-- start of Input data --

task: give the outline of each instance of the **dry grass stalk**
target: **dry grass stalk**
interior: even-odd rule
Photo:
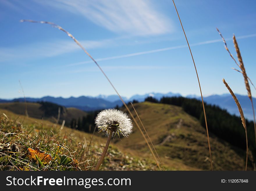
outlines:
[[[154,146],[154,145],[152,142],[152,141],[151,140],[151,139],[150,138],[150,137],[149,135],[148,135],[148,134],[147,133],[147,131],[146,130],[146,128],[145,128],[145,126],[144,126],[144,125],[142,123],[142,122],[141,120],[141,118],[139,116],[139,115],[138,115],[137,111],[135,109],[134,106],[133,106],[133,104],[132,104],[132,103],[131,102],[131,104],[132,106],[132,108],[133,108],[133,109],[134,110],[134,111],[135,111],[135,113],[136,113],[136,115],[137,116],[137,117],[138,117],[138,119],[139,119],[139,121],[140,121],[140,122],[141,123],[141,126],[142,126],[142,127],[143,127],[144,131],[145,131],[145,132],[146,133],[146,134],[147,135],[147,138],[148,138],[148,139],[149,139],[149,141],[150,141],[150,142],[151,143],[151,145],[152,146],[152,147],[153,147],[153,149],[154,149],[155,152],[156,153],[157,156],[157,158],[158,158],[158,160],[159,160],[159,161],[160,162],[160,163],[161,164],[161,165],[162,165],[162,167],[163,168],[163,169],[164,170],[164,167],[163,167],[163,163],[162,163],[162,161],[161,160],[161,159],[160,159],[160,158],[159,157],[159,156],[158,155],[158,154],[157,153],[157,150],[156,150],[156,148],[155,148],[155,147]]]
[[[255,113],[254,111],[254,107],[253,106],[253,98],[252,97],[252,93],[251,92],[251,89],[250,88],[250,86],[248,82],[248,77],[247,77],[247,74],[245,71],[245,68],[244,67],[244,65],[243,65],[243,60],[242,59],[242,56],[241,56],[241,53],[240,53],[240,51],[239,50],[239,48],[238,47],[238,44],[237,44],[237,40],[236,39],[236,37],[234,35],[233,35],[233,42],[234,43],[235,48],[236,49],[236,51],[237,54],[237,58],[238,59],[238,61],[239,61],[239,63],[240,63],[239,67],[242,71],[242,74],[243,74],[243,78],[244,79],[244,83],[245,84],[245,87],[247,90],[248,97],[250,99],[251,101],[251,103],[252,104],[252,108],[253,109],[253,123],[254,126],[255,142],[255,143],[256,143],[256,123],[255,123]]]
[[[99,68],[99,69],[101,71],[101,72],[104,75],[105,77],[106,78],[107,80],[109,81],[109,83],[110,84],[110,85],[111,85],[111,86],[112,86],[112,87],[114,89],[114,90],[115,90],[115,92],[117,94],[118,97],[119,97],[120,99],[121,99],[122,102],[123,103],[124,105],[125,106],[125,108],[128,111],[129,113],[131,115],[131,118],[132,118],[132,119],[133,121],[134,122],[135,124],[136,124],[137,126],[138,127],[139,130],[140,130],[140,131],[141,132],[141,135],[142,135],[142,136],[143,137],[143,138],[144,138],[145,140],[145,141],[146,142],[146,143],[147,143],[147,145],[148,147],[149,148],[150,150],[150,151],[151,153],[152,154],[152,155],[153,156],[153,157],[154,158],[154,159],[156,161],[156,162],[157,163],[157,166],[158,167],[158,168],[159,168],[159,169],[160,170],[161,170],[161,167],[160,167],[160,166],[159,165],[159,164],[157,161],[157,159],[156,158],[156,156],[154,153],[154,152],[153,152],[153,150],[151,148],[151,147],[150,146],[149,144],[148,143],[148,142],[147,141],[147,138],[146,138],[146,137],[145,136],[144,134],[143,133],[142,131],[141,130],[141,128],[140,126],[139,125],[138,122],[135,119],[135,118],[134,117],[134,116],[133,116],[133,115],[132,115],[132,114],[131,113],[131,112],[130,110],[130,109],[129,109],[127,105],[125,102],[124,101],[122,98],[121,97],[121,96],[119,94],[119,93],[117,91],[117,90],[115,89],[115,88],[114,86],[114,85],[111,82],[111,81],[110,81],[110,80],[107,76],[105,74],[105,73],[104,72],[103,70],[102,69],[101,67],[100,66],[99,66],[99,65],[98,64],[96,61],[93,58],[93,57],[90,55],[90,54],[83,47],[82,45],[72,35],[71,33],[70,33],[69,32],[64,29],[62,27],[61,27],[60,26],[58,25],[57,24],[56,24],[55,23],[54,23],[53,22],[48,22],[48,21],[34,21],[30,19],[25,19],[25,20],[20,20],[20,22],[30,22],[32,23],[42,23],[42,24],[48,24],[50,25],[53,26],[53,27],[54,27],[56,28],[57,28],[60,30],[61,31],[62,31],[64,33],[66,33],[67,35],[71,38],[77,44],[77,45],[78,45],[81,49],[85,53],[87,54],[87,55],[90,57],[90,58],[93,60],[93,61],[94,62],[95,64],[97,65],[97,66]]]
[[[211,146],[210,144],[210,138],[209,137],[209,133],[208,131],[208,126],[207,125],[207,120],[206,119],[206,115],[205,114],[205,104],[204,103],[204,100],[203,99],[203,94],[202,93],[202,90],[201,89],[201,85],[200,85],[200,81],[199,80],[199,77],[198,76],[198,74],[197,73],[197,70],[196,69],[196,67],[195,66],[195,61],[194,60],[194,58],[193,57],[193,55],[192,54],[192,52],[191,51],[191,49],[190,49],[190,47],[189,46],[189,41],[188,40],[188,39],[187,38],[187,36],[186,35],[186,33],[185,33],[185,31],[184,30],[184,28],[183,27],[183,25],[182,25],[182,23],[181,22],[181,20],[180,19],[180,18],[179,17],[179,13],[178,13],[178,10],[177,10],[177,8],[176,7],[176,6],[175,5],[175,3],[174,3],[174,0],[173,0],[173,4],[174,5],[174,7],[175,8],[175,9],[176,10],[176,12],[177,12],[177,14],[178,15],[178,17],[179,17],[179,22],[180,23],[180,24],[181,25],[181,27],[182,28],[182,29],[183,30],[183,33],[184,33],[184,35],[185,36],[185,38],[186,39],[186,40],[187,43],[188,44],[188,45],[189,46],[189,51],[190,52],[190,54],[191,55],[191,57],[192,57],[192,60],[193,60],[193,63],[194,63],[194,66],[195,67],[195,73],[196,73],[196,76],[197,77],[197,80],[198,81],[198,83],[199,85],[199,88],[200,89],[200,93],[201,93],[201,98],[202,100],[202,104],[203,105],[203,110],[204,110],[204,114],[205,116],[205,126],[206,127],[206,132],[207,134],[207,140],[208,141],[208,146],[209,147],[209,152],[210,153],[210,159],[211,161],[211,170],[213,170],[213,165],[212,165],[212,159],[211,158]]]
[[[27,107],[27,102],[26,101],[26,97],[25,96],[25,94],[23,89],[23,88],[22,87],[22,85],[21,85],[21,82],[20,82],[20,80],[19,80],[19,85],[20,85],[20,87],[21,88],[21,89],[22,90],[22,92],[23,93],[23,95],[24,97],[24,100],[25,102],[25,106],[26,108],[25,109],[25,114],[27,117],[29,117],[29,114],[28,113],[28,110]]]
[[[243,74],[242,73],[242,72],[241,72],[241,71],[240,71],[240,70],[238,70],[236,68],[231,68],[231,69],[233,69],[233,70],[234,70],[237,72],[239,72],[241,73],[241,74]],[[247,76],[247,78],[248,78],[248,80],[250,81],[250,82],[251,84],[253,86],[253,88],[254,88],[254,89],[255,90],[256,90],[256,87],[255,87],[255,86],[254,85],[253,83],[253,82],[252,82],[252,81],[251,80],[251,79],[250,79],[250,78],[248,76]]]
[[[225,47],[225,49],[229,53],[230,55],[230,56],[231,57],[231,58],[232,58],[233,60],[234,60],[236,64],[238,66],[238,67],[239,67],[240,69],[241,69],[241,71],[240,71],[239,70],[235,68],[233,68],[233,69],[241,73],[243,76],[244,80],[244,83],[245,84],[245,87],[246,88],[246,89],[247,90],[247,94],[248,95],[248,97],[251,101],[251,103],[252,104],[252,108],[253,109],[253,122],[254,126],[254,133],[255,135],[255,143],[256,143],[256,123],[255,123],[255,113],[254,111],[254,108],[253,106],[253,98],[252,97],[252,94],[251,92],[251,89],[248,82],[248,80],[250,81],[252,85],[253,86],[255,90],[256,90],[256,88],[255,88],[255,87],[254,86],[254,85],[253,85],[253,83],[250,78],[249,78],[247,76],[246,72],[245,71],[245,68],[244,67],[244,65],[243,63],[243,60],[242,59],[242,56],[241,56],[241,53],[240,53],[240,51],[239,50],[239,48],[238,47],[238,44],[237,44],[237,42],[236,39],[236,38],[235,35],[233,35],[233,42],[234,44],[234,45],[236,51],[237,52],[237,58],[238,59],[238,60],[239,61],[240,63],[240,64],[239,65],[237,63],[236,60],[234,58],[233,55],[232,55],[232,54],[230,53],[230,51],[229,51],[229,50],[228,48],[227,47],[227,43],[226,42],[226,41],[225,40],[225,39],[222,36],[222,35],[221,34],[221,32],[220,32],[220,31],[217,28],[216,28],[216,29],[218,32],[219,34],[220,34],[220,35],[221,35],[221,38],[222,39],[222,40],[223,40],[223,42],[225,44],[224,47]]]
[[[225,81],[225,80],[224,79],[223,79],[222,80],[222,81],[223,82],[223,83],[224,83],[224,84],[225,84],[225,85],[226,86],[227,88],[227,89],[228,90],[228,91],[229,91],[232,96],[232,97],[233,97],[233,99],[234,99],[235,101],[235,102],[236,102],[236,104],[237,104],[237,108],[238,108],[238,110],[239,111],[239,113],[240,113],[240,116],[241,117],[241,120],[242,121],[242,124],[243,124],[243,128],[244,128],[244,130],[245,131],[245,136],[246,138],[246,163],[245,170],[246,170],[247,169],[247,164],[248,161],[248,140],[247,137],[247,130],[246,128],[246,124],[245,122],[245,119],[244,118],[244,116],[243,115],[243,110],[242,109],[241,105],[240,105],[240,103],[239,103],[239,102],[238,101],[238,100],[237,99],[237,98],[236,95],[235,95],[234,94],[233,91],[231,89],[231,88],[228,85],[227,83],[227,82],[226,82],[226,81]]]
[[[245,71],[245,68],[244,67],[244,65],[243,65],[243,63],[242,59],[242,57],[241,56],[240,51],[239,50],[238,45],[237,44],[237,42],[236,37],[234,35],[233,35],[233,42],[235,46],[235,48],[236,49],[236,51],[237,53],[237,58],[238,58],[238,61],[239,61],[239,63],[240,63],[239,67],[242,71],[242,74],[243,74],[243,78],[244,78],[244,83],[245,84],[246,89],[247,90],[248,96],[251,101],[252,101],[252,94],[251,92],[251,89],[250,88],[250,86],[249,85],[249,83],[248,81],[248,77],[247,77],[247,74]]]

-- end of Input data --

#### Required task:
Collect every line in the rows above that contains the word "stalk", and copy each one in full.

#### The completed task:
task: give the outline of each instance of the **dry grass stalk**
target: **dry grass stalk**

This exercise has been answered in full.